═════ Extracted entries ═════

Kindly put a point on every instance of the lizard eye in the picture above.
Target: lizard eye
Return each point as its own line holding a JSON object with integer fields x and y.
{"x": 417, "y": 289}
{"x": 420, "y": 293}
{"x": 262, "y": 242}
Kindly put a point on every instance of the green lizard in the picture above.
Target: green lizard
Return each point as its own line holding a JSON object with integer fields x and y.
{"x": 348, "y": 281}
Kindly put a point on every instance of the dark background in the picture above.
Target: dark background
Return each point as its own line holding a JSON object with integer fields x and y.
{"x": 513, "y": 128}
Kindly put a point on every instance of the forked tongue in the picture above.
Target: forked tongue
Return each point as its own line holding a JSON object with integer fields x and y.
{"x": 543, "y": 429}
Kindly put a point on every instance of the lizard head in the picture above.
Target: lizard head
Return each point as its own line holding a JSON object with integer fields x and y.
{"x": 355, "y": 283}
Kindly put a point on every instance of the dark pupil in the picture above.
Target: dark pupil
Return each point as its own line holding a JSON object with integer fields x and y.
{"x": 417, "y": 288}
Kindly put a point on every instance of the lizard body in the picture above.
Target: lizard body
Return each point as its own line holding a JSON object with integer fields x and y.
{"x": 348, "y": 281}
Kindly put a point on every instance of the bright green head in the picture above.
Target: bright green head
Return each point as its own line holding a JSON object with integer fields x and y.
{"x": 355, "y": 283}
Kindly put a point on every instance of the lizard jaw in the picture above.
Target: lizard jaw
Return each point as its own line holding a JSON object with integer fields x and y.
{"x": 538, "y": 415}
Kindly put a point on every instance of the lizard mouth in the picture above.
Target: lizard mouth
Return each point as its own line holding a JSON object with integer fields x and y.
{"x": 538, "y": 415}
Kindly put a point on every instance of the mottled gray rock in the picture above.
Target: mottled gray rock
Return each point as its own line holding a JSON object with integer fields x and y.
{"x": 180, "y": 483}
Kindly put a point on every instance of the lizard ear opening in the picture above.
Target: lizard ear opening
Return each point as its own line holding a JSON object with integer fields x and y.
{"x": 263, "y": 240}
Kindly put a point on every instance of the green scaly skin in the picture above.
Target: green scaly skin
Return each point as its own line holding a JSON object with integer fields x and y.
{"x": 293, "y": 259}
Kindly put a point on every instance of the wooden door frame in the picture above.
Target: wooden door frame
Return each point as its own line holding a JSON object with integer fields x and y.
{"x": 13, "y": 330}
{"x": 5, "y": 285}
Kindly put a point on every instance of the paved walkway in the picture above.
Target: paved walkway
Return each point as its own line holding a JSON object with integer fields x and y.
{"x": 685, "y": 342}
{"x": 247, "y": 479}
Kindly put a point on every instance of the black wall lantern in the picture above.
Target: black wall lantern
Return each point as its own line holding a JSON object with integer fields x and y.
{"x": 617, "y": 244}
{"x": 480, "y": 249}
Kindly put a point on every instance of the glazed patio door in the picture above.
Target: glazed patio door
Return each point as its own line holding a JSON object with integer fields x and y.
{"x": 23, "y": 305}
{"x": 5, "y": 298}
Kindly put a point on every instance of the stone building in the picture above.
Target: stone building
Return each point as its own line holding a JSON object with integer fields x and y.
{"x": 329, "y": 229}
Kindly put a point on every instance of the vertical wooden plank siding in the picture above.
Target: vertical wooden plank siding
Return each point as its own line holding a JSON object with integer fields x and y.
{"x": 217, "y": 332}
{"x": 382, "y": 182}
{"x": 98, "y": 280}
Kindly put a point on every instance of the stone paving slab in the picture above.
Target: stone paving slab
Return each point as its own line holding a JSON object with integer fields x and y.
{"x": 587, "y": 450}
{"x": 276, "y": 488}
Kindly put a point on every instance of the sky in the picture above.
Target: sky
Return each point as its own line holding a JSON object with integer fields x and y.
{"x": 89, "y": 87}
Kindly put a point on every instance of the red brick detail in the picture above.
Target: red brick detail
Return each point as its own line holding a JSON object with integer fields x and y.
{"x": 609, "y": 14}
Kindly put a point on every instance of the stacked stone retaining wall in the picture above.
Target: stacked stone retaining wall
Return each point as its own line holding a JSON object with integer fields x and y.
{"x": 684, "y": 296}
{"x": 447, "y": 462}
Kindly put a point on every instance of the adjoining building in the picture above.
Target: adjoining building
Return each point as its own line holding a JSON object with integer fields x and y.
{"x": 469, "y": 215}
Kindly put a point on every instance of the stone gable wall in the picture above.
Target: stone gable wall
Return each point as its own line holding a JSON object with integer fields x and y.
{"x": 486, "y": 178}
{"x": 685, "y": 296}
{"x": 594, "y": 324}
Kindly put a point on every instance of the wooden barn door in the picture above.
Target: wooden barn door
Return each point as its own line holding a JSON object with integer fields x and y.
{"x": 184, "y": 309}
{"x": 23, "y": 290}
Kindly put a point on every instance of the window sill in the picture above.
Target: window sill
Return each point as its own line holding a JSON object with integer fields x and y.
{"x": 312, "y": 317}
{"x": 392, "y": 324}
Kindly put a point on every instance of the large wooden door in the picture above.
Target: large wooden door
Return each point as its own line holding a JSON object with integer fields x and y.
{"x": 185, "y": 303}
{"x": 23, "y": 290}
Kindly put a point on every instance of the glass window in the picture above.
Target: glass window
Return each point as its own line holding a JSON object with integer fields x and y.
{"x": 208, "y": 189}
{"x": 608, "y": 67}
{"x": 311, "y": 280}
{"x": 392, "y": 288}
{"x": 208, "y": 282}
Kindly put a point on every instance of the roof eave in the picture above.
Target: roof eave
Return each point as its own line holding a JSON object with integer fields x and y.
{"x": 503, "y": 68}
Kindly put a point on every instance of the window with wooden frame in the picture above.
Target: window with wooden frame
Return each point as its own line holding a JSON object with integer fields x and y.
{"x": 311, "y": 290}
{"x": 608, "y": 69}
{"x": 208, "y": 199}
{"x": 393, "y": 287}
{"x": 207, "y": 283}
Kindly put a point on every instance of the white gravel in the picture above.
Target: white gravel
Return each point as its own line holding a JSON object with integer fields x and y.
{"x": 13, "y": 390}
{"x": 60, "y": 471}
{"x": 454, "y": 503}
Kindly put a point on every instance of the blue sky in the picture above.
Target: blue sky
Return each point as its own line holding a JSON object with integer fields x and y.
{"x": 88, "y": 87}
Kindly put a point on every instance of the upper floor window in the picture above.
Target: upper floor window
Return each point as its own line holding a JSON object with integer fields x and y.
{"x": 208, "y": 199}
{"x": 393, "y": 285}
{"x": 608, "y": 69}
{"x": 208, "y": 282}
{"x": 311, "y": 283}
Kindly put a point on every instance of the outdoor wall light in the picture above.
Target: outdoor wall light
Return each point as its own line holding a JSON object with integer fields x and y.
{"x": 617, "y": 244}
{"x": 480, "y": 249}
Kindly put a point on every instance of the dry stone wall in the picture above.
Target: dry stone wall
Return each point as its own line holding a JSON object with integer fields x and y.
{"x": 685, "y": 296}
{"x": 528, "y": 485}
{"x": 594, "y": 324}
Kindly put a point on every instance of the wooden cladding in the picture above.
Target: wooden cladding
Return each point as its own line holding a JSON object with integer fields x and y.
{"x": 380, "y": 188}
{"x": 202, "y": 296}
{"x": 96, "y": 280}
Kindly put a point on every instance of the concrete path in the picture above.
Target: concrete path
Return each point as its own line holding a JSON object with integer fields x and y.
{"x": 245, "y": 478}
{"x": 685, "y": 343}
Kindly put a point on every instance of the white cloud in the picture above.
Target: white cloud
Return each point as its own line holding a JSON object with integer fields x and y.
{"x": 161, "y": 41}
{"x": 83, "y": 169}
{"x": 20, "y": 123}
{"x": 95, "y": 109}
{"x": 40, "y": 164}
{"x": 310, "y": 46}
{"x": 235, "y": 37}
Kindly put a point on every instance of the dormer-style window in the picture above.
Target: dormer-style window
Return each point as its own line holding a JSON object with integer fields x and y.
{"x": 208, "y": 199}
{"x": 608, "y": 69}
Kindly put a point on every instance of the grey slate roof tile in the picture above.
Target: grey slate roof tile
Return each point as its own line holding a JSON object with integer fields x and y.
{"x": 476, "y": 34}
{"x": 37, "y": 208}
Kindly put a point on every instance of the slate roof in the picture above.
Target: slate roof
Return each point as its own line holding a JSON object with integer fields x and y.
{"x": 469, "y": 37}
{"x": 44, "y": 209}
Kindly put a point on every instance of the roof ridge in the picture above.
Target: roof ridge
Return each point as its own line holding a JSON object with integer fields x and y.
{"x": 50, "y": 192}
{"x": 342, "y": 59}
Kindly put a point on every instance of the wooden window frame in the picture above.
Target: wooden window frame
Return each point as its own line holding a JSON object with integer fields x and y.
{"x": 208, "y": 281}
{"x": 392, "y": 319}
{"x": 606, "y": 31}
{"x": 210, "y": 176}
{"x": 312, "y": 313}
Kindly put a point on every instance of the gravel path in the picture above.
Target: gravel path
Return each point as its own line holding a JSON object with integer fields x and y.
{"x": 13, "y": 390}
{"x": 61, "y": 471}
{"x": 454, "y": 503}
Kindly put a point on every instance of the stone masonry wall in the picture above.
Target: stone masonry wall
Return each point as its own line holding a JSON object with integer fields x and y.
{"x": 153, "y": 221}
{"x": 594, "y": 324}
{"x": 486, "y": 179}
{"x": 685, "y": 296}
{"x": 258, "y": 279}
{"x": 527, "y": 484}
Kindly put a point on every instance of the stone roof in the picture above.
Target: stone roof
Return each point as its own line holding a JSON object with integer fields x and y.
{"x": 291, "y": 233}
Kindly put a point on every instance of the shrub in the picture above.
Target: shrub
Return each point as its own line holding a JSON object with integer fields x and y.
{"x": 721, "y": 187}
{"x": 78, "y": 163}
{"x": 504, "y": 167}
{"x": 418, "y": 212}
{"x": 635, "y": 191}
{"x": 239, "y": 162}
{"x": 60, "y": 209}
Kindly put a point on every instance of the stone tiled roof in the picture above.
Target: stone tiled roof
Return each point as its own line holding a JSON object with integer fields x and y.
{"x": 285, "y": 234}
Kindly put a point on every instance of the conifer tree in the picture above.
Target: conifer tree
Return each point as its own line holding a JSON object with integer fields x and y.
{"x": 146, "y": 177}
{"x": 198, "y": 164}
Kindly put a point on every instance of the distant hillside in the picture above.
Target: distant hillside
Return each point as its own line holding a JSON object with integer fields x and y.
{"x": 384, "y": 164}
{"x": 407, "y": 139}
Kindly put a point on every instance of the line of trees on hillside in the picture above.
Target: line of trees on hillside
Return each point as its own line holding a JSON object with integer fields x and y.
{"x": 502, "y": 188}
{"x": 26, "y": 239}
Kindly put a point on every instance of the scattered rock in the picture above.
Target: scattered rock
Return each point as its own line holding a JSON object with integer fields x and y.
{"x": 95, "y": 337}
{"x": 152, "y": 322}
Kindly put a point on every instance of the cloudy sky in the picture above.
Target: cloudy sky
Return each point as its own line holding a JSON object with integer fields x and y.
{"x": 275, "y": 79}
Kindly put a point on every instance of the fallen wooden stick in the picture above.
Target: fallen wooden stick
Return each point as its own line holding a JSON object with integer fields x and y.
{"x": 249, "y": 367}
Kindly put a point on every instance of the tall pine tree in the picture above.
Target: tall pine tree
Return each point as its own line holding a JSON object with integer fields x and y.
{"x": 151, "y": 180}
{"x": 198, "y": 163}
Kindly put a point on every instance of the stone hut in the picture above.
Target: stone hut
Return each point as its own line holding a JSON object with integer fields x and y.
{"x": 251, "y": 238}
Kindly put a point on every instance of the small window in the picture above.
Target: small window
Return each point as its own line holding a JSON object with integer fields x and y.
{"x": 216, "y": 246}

═════

■ Required action
Go through the listing above and write out exactly the lines starting with the one holding "Target: blue sky" and running through the one holding "Target: upper floor window", ends included, and no others.

■ Result of the task
Target: blue sky
Return each point as its own line holding a JSON object with integer fields x and y.
{"x": 88, "y": 87}
Kindly put a point on every instance of the upper floor window in the picture above.
Target: upper floor window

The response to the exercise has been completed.